The question before the Supreme Court is this: What level of educational benefit is required to meet the law’s requirement that a school district provide a child with a disability a ‘free appropriate public education’ (FAPE)?  The school district argued that the district court and the Tenth Circuit had ruled correctly in applying a standard that only required the school to provide minimal educational benefit to a student with a disability.  Attorney Neal Katyal, representing the school district, acknowledged that significant changes were made to the IDEA with the 1997 and 2004 amendments.  But, he argued, the amendments did not change the standard for a FAPE established in 1982 when the Supreme Court decided its first special education case, Board of Education v. Rowley.  In Rowley the Court held that school districts are not required to provide a child with the best or optimal education, but they must provide the child with “some educational benefit.”  Mr. Katyal argued that even minimal educational benefit is “some” benefit, and thus is all that is required.  The Justices, however, did not appear to accept that argument.  Chief Justice Roberts stated “Rowley just doesn’t say ‘some benefit.’ It tells you what it is. And it’s enough benefit to keep track with grade progress. And if that’s what the standard is, that’s certainly more than…de minimis.”  Justice Kagan, responding to Mr. Katyal, noted “your substantive standard is so low, is so easy to meet.”  Justice Ginsburg asked Mr. Katyal whether he would agree that “the courts should say that the formulation ‘more than de minimis’ sets the level too low.”  Mr. Katyal declined to agree. Chief Justice Roberts stated further “the whole package has got to be enough to allow the student to keep up with his peers.” Justice Sotomayor noted that Endrew had made significant progress in his private school whereas the progress he had made in the public program was “barely de minimis.

- **WHAT TO DO**:
**a)** In the account of the Supreme Court argument, why did Mr. Katyal contend that minimal educational benefit is all a school district must provide? Answer in one to three sentences.
**b)** Extend the account of the Supreme Court argument over the FAPE standard, picking up after its final sentence.
The lines that come next are distinct material and are not part of the account above.

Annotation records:
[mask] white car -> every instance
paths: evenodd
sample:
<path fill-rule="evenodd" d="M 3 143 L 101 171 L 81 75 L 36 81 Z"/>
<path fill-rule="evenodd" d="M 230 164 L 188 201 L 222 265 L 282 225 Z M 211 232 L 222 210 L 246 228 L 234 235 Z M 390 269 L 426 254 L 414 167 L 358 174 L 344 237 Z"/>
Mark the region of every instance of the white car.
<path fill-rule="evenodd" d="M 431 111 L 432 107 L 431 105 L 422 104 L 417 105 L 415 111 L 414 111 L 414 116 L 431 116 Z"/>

- **SOLVED TASKS**:
**a)** He relied on Board of Education v. Rowley, in which the Court held that school districts must provide a child with "some educational benefit." In his view, even minimal educational benefit is "some" benefit, so it meets that requirement.

**b)**
Endrew and his parents were represented by Jeffrey Fisher.  Mr. Fisher urged the Court to adopt a standard that would require school districts to “provide instruction and related services to the child that are reasonably calculated to provide substantially equal educational opportunities.”  Justice Ginsburg noted that that was the standard the Court was asked to adopt in Rowley but was rejected, and inquired why the Court should adopt it now.  Mr. Fisher noted that the amendments to the Act since the Rowley decision supported this standard.  The first iteration of the law did not address the progress of students with disabilities in the general educational curriculum.  However, as the Chief Justice pointed out, in accord with the amendments to the Act, progress in grade level curriculum is now a requirement of the Act to the extent a child is capable of such progress. Mr. Fisher pointed out that in its findings, Congress used the term “substantial educational opportunity” to “encapsulate what is required” of a student’s IEP.  Justice Breyer noted the difficulty of establishing a new standard which courts subsequently could interpret differently.  Mr. Fisher attempted to address Justice Breyer’s concerns stating “it would be fine if the Court decided that the IEP should be tailored to achieve in a general educational curriculum at grade level for most kids,” and when that is not possible to use the alternate achievement standards described in the law.  Justice Kagan questioned how a standard of equal educational benefit could be applied to children who are incapable of achieving at grade level. Mr. Fisher responded that for some students the “alternate benchmarks… that are the highest possible achievable for the student” would be appropriate.

The U.S. Department of Education (USDOE) also argued in support of the Parents’ case.  Irv Gornstein represented the USDOE.  Mr. Gornstein urged the Court to adopt a FAPE standard that would require the school district to provide an educational program that “is aimed at significant educational progress in light of the child’s circumstances.”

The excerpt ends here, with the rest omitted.